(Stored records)
________________________________________
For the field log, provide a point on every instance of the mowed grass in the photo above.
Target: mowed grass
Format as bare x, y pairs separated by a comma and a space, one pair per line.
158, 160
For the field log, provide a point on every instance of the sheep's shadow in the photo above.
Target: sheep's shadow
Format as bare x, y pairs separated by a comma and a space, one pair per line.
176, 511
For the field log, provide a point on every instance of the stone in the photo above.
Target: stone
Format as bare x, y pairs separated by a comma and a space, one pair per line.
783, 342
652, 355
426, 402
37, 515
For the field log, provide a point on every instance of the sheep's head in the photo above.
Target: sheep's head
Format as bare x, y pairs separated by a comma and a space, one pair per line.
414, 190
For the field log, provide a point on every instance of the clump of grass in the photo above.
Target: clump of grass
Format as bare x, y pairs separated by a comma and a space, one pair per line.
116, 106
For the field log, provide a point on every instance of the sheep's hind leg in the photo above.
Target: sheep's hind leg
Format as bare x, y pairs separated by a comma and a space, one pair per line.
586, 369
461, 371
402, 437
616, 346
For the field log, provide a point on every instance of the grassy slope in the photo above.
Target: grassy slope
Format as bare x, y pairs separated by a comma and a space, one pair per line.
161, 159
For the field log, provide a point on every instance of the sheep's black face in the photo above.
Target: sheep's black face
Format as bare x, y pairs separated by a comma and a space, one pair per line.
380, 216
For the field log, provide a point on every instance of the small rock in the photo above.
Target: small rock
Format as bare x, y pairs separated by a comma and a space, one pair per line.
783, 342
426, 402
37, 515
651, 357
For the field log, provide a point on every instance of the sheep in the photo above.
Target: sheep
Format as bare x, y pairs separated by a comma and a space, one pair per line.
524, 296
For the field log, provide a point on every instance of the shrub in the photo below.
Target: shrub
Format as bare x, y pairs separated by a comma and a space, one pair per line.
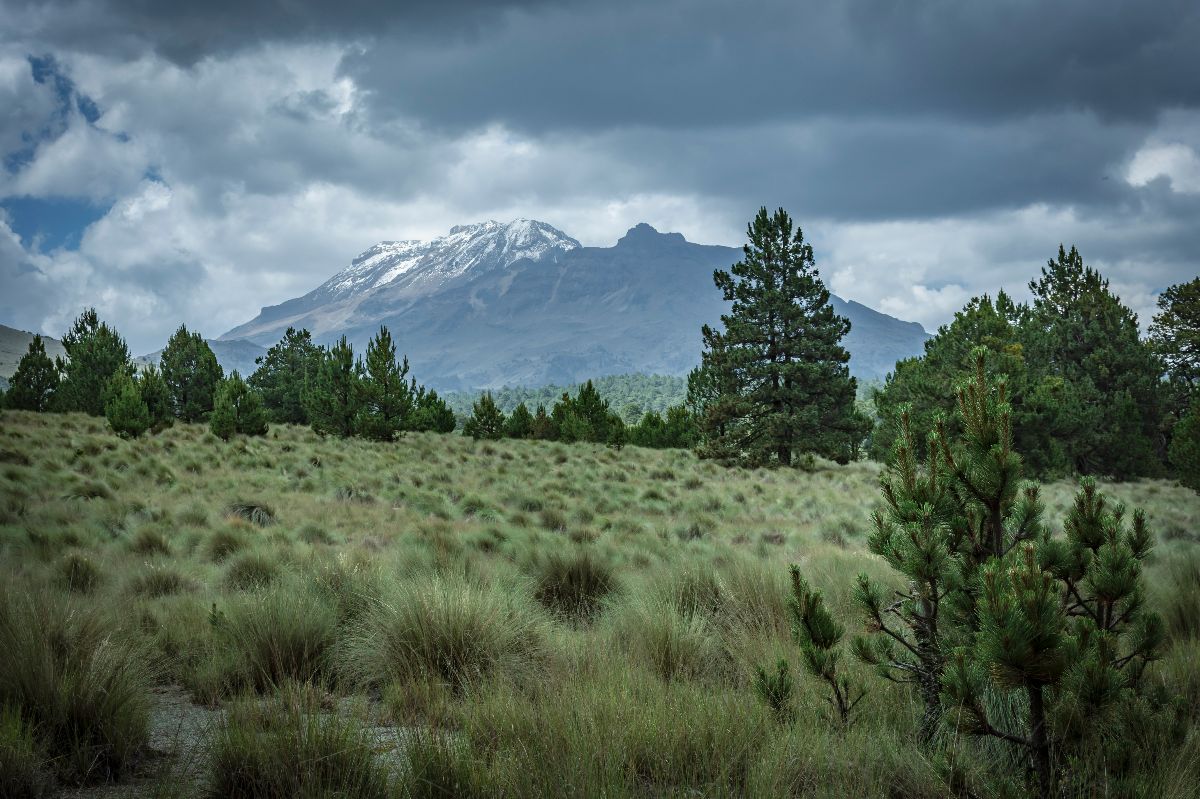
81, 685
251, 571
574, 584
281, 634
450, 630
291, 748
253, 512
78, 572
________________________________________
:: WHAT THE TASK ASKS ::
Reproduce the entries from the line containing "face in the photo above." through the end of the entries, swapping "field log" for "survey notes" and changing nothing else. Leave the pictures out of your answer.

:: RESULT FOR THIS TASK ::
For the survey notes, provide a point on every instance of the sheep's black face in the photo above.
Target: sheep's black face
Format as bare x, y pairs separated by a comma and a space, one pair per line.
380, 216
For the survey notes, provide a point on every instance of the small rock in the photo above.
Target: small rock
Format as bare x, y pairs separated by a comma and a space, one pair per line.
783, 342
426, 402
37, 515
651, 357
For the survey notes, provide a point on every instance of the sheep in the photo above.
Target: sheep
Format as bare x, y pairs separated by a comma and a space, one pair per line.
524, 296
For the survey notes, provide a point on every instance of the shrub in the photo below.
Target: shrub
Format as bare x, y pairs separated by a comma and a space, one pair per line.
81, 685
251, 571
574, 584
281, 634
450, 630
291, 748
253, 512
78, 572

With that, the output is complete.